* What is needed
Transcribe the entries that follow, word for word.

* Given records

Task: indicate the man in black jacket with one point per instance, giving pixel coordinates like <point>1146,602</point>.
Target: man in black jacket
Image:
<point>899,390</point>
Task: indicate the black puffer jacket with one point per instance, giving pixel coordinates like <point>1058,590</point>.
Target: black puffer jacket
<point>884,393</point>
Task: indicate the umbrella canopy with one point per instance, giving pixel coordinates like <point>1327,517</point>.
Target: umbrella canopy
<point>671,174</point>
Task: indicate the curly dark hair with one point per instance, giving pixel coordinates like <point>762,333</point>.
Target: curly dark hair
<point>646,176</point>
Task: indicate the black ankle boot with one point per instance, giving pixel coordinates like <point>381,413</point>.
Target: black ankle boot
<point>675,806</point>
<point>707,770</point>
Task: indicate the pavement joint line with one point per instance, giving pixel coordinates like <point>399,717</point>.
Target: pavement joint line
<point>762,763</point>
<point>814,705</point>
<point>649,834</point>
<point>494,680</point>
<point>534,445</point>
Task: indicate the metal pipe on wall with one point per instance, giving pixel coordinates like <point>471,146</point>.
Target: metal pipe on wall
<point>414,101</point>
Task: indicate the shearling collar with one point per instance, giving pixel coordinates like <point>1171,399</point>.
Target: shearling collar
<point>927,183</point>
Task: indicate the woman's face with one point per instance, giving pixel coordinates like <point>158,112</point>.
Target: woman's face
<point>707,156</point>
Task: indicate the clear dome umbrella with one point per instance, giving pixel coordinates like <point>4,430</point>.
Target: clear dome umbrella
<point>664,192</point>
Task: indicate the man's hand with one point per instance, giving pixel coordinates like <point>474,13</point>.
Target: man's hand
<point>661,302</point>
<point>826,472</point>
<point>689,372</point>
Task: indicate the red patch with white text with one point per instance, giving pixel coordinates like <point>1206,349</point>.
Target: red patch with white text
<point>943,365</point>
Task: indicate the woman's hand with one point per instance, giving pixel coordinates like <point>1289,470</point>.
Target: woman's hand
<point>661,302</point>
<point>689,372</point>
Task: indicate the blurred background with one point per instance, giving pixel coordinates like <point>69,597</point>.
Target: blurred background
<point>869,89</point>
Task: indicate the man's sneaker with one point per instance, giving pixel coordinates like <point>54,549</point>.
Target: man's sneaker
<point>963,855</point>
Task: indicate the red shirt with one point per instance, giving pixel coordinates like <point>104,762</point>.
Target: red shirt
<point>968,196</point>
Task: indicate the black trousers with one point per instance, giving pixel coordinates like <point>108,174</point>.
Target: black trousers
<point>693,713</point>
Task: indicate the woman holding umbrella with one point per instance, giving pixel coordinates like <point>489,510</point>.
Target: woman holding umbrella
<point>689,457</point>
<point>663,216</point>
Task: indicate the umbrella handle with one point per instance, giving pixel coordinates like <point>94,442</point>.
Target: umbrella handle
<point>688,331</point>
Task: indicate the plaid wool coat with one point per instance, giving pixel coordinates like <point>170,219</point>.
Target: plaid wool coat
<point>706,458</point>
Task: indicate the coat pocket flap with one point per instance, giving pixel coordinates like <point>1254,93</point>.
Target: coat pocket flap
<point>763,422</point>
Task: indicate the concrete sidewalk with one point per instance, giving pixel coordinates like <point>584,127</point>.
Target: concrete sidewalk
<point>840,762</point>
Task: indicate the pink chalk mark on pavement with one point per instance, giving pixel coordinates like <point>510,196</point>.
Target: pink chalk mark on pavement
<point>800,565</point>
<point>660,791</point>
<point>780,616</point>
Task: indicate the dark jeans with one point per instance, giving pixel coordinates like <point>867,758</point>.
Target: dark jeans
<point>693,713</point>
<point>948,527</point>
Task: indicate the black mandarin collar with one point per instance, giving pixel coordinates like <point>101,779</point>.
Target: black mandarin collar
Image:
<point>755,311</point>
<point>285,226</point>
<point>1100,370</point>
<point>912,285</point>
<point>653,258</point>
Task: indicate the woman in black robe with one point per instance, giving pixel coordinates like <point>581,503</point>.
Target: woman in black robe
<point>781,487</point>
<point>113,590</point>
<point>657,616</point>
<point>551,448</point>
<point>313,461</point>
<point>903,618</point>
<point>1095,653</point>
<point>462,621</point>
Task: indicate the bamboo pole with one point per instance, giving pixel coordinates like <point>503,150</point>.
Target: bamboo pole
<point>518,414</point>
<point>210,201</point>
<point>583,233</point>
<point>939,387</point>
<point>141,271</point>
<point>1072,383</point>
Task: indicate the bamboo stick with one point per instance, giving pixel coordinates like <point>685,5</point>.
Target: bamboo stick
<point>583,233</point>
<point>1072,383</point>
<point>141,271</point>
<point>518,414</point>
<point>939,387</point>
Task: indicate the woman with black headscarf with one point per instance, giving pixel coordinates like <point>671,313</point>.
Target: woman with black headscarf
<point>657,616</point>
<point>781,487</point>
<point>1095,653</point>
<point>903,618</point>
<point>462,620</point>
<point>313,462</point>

* Written response
Task: indicate the man in black jacket with one point per instance, giving pixel coordinates like <point>1146,602</point>.
Target: man in black jacket
Image:
<point>899,390</point>
Task: indicate the black puffer jacket with one point per instance, giving pixel coordinates like <point>1058,590</point>.
Target: black puffer jacket
<point>884,393</point>
Task: indicate the umbrella canopy with one point per instance, giving pixel coordinates like <point>1327,517</point>.
Target: umbrella canopy
<point>671,174</point>
Task: indicate the curly dark hair with one point per instance, giving pixel coordinates like <point>762,333</point>.
Target: curly dark hair
<point>646,176</point>
Task: indicate the black ankle boot with one point per instance, giving pixel coordinates like <point>381,413</point>.
Target: black ankle boot
<point>675,806</point>
<point>707,770</point>
Task: indicate the pavement joint line with one point per instance, giving pixel coordinates like <point>399,717</point>.
Target: pavement joint line
<point>762,763</point>
<point>814,705</point>
<point>649,834</point>
<point>494,680</point>
<point>534,445</point>
Task: indicate the metal pipe on wall with one point per instance, giving pixel coordinates like <point>471,146</point>.
Target: metal pipe on wall
<point>414,101</point>
Task: indicate the shearling collar with one point per instance, giving pixel coordinates like <point>1171,399</point>.
Target: shearling collar
<point>927,183</point>
Task: indicate the woman's face with one point per instance, giving pixel coordinates like <point>158,112</point>.
Target: woman's face
<point>707,156</point>
Task: indicate the clear dome umbrella with one point per instance, giving pixel coordinates like <point>4,430</point>.
Target: clear dome umbrella
<point>664,192</point>
Task: indicate the man's hand with one point per instance, giving pixel coordinates like <point>474,13</point>.
Target: man's hand
<point>661,302</point>
<point>826,472</point>
<point>689,372</point>
Task: indicate the red patch with white text with one point per instance, giving pixel coordinates like <point>1206,349</point>.
Target: red patch with white text
<point>943,365</point>
Task: indicate the woman's hand with one point per instance, giving pixel coordinates like <point>1289,470</point>.
Target: woman's hand
<point>661,302</point>
<point>689,372</point>
Task: indicate the blurred background with one point per instance, giving pixel coordinates like <point>69,597</point>.
Target: blurred background
<point>869,89</point>
Task: indicate the man's sneaker with one point per instance, giving pixel coordinates like <point>54,549</point>.
Target: man's sneaker
<point>963,855</point>
Task: indicate the red shirt with one point per instance, giving pixel coordinates like <point>104,762</point>.
Target: red shirt
<point>968,196</point>
Task: indicate the black trousers with one point per instance, giving pixel coordinates like <point>108,174</point>.
Target: black trousers
<point>693,713</point>
Task: indicate the woman holding umbrella with one point per instance, giving pixel coordinates like <point>489,510</point>.
Target: woman holding umbrella
<point>689,457</point>
<point>663,216</point>
Task: indicate the umbrella handle with one point per instance, giving pixel coordinates like <point>94,442</point>.
Target: umbrella handle
<point>688,331</point>
Task: indicate the plaid wool coat with one point per instance, giving pixel coordinates like <point>170,219</point>.
Target: plaid wool coat
<point>706,458</point>
Task: indicate the coat pocket flap with one point per instance, giving pixel coordinates like <point>1254,93</point>.
Target: coat pocket flap
<point>763,422</point>
Task: indicate the concrete sidewalk with one point per instance, giving pixel coordinates like <point>584,127</point>.
Target: concrete sidewalk
<point>840,762</point>
Task: indicate the pink chalk mark on pavement with one point per instance, giving pixel coordinates like <point>510,196</point>.
Target: pink chalk mark on pavement
<point>800,565</point>
<point>660,791</point>
<point>780,616</point>
Task: indicate the dark jeans with one point per instance, giving pixel coordinates like <point>867,758</point>.
Target: dark jeans
<point>693,713</point>
<point>948,527</point>
Task: indicate the black mandarin collar with one point per instance, giving pixel coordinates like <point>101,779</point>.
Target: black mandarin collar
Image:
<point>755,311</point>
<point>285,226</point>
<point>1100,370</point>
<point>912,285</point>
<point>653,258</point>
Task: indicate the woman in black robe with one point per instance, giving pixel coordinates like <point>581,503</point>.
Target: woman in black robe
<point>781,487</point>
<point>113,590</point>
<point>657,616</point>
<point>551,448</point>
<point>313,461</point>
<point>903,618</point>
<point>1095,653</point>
<point>462,621</point>
Task: indicate the bamboo pole with one point per instance, giving pixel coordinates like <point>503,150</point>.
Target: bamboo pole
<point>518,414</point>
<point>210,201</point>
<point>583,233</point>
<point>939,387</point>
<point>141,271</point>
<point>1072,383</point>
Task: indicate the bamboo stick with one point per instance, giving pixel coordinates like <point>685,5</point>.
Target: bamboo stick
<point>583,233</point>
<point>1072,383</point>
<point>141,271</point>
<point>518,414</point>
<point>939,387</point>
Task: indicate the woman with black headscarf with one point per instance, giving pixel coordinates like <point>671,313</point>.
Target: woman with black headscarf
<point>657,616</point>
<point>781,487</point>
<point>1095,653</point>
<point>903,618</point>
<point>462,620</point>
<point>313,462</point>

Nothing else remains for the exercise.